● **Action item**: Provide the material again, with every line intact and exact.
● ● ●
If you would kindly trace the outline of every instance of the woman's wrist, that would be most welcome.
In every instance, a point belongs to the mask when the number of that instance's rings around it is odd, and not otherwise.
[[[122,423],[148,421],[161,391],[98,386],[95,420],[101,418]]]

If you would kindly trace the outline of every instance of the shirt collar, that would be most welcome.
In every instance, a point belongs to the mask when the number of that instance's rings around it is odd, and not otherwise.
● ● ●
● **Worked solution**:
If you would kindly trace the outline of every instance of the woman's wrist, that would be most welcome.
In every instance, a point belongs to the mask when the number of that instance's rings around it is odd, and not otherwise.
[[[122,423],[148,421],[161,391],[98,386],[95,420],[101,418]]]

If you would kindly trace the outline of every instance of the shirt collar, that would be most welcome.
In every instance, a point belongs to the mask when the number of that instance's rings around it is odd, and not otherwise.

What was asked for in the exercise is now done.